▸ **Extrait du document**:
>>>

Ces entreprises qui misent sur leur passé



NUMÉRISATION La société française Arkhênum numérise et valorise depuis quelques années le patrimoine des sociétés. Elle a étendu son offre à la Suisse cette année. L’occasion de constater que l’histoire peut être un moyen pour les entreprises de se distinguer

 

«Pictet, depuis 1805». «Guerlain, plus de 190 ans de création». «Patek Philippe, Maître Horloger depuis 1839» . Sur un marché globalisé où la concurrence fait rage, les entreprises sont nombreuses à mettre en avant leur longévité.

Toujours plus nombreuses même, si l’on en croit la société française de numérisation et valorisation du patrimoine Arkhênum. Une étude qu’elle a réalisée avec le Cercle des entreprises familiales centenaires (EFC) lui a permis de constater qu’en France le nombre de marques déposées faisant référence à une ancienneté – «depuis», «fondé», et autres – est passé de 3000 à 7300 entre 2010 et 2017. «Mettre l’accent sur la longévité véhicule forcément une image de qualité et de savoir-faire», décrypte Laurent Onaïnty, directeur général de la société qui compte 70 employés.

«Le passé ne manque pas d’avenir», assure le slogan d’Arkhênum. Cette société bordelaise, fondée il y a vingt ans et rachetée en 2016 par le spécialiste français de la gestion du document AGS Records Management, a décidé il y a cinq ans de se tourner vers le secteur privé, une offre qu’elle a également étendue à la Suisse cette année.

Du public au privé

«A nos débuts, la numérisation intéressait surtout les établissements publics patrimoniaux, raconte Laurent Onaïnty. Mais petit à petit, nous avons compris que des entreprises souhaitaient aussi numériser leur patrimoine. Nous avons donc développé une offre de numérisation mais aussi de valorisation des archives.» Aujourd’hui, environ 40% des mandats d’Arkhênum viennent du privé.

Concrètement, les entreprises commencent souvent par une demande de classement et de numérisation des archives, puis continuent avec une valorisation de ce patrimoine, à travers des sites internet, la réalisation de films patrimoniaux – comme l’entreprise l’a fait pour Renault – ou même d’expositions, physiques ou virtuelles. S’agit-il donc surtout d’un outil de communication?

«C’est très souvent le cas, puisque c’est une façon de parler de la marque sous un angle nouveau», détaille Laurent Onaïnty.

Fédérer à l’interne

Cet outil de communication aide aussi lors de crises: des archives numérisées par Arkhênum ont servi de preuve à une société accusée d’être impliquée dans la fabrication du gaz moutarde lors de la Première Guerre mondiale. La numérisation aide aussi à accéder plus facilement aux documents.

Le passé peut également permettre de fédérer à l’interne. «Arkhênum a numérisé des photos, des plans et des vieux journaux, raconte Micaëlle Amoussou Coussy, responsable du patrimoine de la marque de Cognac Rémy Martin. Ils se trouvent dans une bibliothèque numérique que peuvent consulter les collaborateurs.»

<<<

▸ **Consigne 1**: Citez mot pour mot le passage de l'article qui s'ouvre sur les mots « Concrètement, les entreprises » et s'achève sur « outil de communication? ».
▸ **Consigne 2**: Mettez sous forme de tableau Markdown, avec les colonnes « n° » et « Ligne », la partie de la liste qui va de son début jusqu'à la ligne contenant « Query: desk » comprise. Sautez les lignes vides et laissez les images de côté.

▸ **Liste fournie**:
>>>

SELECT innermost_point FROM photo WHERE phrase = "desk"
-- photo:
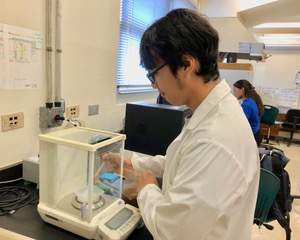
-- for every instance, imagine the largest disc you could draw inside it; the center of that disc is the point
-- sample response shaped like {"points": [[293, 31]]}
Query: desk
{"points": [[27, 221], [274, 129]]}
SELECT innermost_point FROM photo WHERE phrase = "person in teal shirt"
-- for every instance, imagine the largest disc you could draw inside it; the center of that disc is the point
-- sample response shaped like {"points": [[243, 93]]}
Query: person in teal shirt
{"points": [[252, 105]]}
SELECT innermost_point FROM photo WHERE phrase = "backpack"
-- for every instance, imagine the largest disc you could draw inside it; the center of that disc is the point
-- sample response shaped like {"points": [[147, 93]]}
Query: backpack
{"points": [[274, 160]]}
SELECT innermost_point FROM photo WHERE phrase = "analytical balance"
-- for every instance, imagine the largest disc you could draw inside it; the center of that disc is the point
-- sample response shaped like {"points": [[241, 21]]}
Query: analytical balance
{"points": [[70, 166]]}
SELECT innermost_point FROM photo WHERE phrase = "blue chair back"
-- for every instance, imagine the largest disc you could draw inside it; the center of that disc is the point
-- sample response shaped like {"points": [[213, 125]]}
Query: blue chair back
{"points": [[270, 114], [268, 188]]}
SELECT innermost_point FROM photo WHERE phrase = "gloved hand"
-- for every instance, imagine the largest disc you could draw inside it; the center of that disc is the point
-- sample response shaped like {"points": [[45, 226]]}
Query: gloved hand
{"points": [[112, 162]]}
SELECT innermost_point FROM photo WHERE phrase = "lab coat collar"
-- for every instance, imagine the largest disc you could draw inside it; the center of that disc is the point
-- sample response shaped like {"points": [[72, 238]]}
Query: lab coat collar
{"points": [[213, 98]]}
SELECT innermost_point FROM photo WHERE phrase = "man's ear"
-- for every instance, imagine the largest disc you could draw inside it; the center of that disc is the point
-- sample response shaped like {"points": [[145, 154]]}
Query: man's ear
{"points": [[186, 61]]}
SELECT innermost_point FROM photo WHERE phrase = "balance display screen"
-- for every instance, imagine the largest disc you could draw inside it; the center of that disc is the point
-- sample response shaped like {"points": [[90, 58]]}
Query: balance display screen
{"points": [[119, 219]]}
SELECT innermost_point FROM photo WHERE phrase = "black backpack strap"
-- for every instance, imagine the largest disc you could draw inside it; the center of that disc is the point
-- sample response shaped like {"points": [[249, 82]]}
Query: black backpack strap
{"points": [[282, 218]]}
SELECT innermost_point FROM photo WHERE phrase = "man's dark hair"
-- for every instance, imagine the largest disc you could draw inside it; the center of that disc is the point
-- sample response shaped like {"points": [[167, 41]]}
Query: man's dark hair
{"points": [[180, 32]]}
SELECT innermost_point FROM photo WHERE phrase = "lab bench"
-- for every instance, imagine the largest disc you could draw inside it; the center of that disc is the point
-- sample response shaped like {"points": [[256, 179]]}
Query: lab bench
{"points": [[27, 221]]}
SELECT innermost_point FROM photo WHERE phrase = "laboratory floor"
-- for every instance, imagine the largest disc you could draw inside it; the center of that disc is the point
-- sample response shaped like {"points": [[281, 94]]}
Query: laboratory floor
{"points": [[293, 168]]}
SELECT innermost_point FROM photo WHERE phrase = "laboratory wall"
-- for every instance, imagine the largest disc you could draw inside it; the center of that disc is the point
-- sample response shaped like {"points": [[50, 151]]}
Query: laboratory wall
{"points": [[89, 67]]}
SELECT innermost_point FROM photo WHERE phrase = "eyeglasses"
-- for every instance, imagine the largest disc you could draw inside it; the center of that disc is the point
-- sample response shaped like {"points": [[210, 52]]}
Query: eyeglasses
{"points": [[151, 77]]}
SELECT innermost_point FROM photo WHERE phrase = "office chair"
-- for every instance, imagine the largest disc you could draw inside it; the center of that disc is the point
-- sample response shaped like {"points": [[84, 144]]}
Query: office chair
{"points": [[269, 185], [269, 117], [292, 123]]}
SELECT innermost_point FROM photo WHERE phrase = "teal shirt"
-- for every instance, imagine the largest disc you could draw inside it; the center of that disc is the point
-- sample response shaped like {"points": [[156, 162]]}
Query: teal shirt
{"points": [[252, 113]]}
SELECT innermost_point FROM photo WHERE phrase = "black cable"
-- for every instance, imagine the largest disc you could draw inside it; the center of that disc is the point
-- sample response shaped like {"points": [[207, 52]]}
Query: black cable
{"points": [[13, 198]]}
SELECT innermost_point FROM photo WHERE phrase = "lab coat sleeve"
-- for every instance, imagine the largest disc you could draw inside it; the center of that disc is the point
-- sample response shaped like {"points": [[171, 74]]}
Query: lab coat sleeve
{"points": [[156, 164], [207, 186]]}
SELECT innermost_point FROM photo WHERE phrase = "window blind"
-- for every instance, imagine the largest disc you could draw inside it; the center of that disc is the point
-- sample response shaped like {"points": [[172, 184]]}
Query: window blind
{"points": [[136, 17]]}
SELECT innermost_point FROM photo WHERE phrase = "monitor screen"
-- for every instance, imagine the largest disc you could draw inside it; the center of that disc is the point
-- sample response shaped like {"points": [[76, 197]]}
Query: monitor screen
{"points": [[151, 127]]}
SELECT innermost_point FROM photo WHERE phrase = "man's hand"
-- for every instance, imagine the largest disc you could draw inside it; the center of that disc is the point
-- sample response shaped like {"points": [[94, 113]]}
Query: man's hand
{"points": [[146, 178], [113, 162]]}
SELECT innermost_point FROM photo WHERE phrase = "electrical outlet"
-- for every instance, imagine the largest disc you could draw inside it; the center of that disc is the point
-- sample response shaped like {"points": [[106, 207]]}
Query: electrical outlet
{"points": [[93, 110], [72, 111], [12, 121]]}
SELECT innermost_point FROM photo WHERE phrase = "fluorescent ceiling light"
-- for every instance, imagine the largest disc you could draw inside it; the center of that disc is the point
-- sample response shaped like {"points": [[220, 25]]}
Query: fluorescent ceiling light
{"points": [[278, 39], [279, 25]]}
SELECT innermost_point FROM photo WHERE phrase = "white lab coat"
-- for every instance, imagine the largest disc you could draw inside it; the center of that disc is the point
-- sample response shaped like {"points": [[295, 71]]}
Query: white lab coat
{"points": [[210, 176]]}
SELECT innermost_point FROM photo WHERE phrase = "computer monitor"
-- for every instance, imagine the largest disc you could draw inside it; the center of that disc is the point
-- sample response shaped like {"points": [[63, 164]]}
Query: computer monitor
{"points": [[151, 127]]}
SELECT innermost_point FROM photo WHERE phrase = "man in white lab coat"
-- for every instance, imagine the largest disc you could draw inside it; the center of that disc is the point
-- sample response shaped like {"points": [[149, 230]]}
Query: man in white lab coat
{"points": [[211, 170]]}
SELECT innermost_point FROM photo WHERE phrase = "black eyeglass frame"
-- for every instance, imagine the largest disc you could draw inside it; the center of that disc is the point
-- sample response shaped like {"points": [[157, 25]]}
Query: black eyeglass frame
{"points": [[151, 76]]}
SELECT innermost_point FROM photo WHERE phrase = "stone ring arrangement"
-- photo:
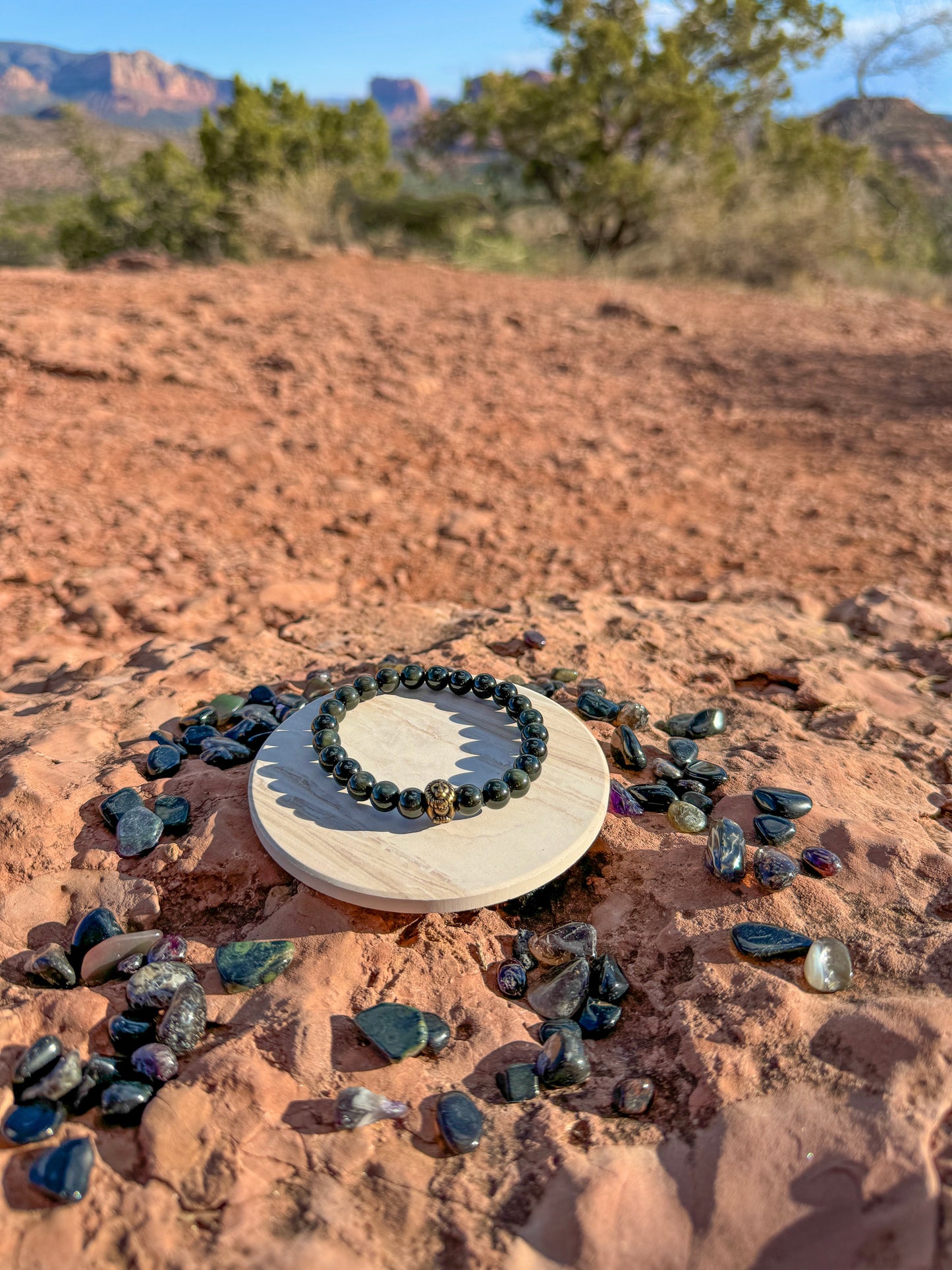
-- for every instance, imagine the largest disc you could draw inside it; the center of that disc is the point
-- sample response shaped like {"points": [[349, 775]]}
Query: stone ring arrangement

<<<

▸ **Réponse attendue 1**:
Concrètement, les entreprises commencent souvent par une demande de classement et de numérisation des archives, puis continuent avec une valorisation de ce patrimoine, à travers des sites internet, la réalisation de films patrimoniaux – comme l’entreprise l’a fait pour Renault – ou même d’expositions, physiques ou virtuelles. S’agit-il donc surtout d’un outil de communication?

▸ **Réponse attendue 2**:
| n° | Ligne |
|---|---|
| 1 | SELECT innermost_point FROM photo WHERE phrase = "desk" |
| 2 | -- photo: |
| 3 | -- for every instance, imagine the largest disc you could draw inside it; the center of that disc is the point |
| 4 | -- sample response shaped like {"points": [[293, 31]]} |
| 5 | Query: desk |